**TASK GOAL**
Write out each line of the material again, word for word.

Boundary annotation records:
◇ ◇ ◇

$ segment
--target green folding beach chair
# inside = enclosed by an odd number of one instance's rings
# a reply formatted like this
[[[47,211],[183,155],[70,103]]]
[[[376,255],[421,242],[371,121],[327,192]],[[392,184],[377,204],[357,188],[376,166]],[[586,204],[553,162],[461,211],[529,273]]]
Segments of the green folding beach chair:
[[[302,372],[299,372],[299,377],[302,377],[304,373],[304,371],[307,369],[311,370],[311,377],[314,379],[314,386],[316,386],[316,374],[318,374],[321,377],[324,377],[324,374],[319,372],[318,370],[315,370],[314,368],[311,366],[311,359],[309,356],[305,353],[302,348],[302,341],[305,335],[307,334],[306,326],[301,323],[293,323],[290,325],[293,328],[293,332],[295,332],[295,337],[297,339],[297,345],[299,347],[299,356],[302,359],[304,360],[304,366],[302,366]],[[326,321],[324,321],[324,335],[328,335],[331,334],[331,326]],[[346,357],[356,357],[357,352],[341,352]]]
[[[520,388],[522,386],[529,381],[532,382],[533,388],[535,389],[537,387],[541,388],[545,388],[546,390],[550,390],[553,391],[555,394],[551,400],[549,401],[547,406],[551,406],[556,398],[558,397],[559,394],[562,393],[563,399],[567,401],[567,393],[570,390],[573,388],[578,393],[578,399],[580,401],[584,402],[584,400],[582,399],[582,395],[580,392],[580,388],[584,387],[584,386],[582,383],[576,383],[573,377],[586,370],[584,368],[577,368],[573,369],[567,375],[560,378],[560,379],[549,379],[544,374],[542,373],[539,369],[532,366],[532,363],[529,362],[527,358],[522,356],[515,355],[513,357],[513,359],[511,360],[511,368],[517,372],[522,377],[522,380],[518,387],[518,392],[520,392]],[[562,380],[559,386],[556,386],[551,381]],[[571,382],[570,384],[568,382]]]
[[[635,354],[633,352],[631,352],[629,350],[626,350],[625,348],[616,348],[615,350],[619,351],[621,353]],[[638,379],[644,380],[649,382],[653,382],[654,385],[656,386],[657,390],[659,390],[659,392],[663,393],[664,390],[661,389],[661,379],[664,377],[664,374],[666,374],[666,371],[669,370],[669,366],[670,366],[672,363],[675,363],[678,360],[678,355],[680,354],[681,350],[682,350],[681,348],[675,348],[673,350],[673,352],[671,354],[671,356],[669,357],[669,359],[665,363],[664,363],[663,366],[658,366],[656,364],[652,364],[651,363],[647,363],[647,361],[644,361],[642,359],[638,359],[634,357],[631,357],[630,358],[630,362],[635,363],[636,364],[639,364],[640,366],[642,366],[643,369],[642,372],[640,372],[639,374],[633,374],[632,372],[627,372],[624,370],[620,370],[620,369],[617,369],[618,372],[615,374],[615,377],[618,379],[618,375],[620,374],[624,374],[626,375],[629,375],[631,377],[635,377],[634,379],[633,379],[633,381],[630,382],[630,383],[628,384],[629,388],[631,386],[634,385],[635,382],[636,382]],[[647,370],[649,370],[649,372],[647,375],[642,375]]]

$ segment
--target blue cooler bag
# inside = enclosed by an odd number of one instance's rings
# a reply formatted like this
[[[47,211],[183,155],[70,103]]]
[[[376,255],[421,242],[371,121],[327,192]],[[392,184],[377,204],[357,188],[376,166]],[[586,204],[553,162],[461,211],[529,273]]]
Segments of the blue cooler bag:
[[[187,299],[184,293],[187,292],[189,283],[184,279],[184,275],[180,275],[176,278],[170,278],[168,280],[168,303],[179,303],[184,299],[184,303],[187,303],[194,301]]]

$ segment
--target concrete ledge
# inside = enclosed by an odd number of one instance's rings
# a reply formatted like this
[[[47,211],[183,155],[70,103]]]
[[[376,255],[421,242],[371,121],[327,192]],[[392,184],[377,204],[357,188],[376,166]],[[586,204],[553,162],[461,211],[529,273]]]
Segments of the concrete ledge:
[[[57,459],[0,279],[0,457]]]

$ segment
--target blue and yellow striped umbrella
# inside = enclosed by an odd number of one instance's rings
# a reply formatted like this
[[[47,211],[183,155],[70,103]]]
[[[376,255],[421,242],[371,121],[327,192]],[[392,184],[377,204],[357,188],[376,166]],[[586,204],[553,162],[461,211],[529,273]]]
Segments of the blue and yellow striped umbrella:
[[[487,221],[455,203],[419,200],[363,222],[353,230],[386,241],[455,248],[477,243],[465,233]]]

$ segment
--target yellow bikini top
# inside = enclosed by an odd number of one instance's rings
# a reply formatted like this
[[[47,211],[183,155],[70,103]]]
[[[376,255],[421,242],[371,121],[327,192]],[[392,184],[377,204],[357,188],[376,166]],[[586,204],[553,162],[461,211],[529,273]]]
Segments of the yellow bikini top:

◇ ◇ ◇

**RESPONSE BELOW**
$ segment
--target green folding beach chair
# inside = enclosed by an odd number of one instance's rings
# a reply formatted like this
[[[47,211],[183,155],[70,103]]]
[[[376,255],[421,242],[371,121],[327,192]],[[392,184],[377,204],[357,188],[376,166]],[[586,204],[553,162],[461,211],[529,273]]]
Segments of the green folding beach chair:
[[[302,372],[299,372],[299,377],[302,377],[304,373],[304,371],[307,369],[311,370],[311,377],[314,379],[314,386],[316,386],[316,374],[318,374],[321,377],[324,377],[324,374],[319,372],[318,370],[315,370],[314,368],[311,366],[311,359],[309,356],[305,353],[302,348],[302,341],[305,335],[307,334],[306,326],[301,323],[293,323],[290,325],[293,328],[293,332],[295,332],[295,337],[297,339],[297,345],[299,347],[299,356],[302,359],[304,360],[304,366],[302,366]],[[326,321],[324,321],[324,335],[328,335],[331,334],[331,326]],[[346,357],[356,357],[357,352],[341,352]]]
[[[520,388],[522,386],[529,381],[532,382],[533,388],[535,389],[537,387],[541,388],[545,388],[546,390],[550,390],[553,391],[555,394],[551,400],[549,401],[547,406],[551,406],[556,398],[558,397],[559,394],[562,393],[563,399],[567,401],[567,393],[570,390],[573,388],[578,393],[578,399],[580,401],[584,402],[584,400],[582,399],[582,395],[580,392],[580,388],[584,387],[584,386],[582,383],[576,383],[573,377],[586,370],[584,368],[577,368],[573,369],[567,375],[560,378],[560,379],[549,379],[544,374],[542,373],[539,369],[532,366],[532,363],[529,362],[527,358],[522,356],[515,355],[513,357],[513,359],[511,360],[511,368],[517,372],[522,377],[522,380],[518,387],[518,392],[520,392]],[[562,380],[559,386],[556,386],[551,381]],[[571,382],[570,384],[568,382]]]
[[[635,354],[633,352],[631,352],[629,350],[626,350],[625,348],[616,348],[615,350],[619,351],[621,353]],[[638,379],[644,380],[649,382],[653,382],[654,385],[656,386],[657,390],[659,390],[659,392],[663,393],[664,390],[661,389],[661,379],[664,377],[664,374],[666,374],[666,371],[669,370],[669,366],[670,366],[672,363],[675,363],[678,360],[678,355],[680,354],[681,350],[682,350],[681,348],[675,348],[673,350],[673,352],[671,354],[671,356],[669,357],[669,359],[665,363],[664,363],[663,366],[658,366],[656,364],[652,364],[651,363],[647,363],[647,361],[644,361],[642,359],[638,359],[634,357],[631,357],[630,358],[630,362],[635,363],[636,364],[639,364],[640,366],[642,366],[643,369],[642,372],[640,372],[639,374],[633,374],[632,372],[627,372],[624,370],[620,370],[620,369],[617,369],[618,372],[615,374],[615,377],[618,379],[618,375],[620,374],[624,374],[626,375],[629,375],[631,377],[635,377],[634,379],[633,379],[633,381],[630,382],[630,383],[628,384],[629,388],[631,386],[634,385],[635,382],[636,382]],[[647,370],[649,370],[649,372],[647,375],[642,375]]]

$ segment
--target blue cooler bag
# inside = enclosed by an odd number of one instance's rings
# a reply formatted like this
[[[47,211],[183,155],[70,103]]]
[[[376,255],[421,242],[371,121],[327,192]],[[392,184],[377,204],[357,188],[376,166]],[[586,204],[553,162],[461,211],[529,273]]]
Segments of the blue cooler bag:
[[[187,299],[184,293],[187,292],[189,283],[184,279],[184,275],[180,275],[176,278],[170,278],[168,280],[168,303],[179,303],[184,299],[184,303],[187,303],[194,301]]]

$ segment
--target concrete ledge
# inside = enclosed by an odd number of one instance's rings
# a reply formatted like this
[[[47,211],[183,155],[70,103]]]
[[[376,255],[421,242],[371,121],[327,192]],[[392,184],[377,204],[357,188],[376,166]],[[586,204],[553,162],[461,211],[529,273]]]
Segments of the concrete ledge:
[[[57,459],[0,279],[0,457]]]

$ segment
--target blue and yellow striped umbrella
# inside = enclosed by an odd number of one instance's rings
# a reply formatted like this
[[[47,211],[183,155],[70,103]]]
[[[376,255],[421,242],[371,121],[327,192]],[[392,184],[377,204],[357,188],[376,166]],[[586,204],[553,162],[461,211],[529,273]]]
Segments of the blue and yellow striped umbrella:
[[[487,221],[455,203],[419,200],[363,222],[353,230],[386,241],[455,248],[477,243],[465,233]]]

$ segment
--target yellow bikini top
# inside = enclosed by an odd number of one instance's rings
# a reply formatted like this
[[[47,211],[183,155],[70,103]]]
[[[376,255],[421,242],[371,121],[327,192]],[[392,184],[377,204],[357,188],[376,166]],[[586,204],[553,162],[461,211],[529,273]]]
Segments of the yellow bikini top:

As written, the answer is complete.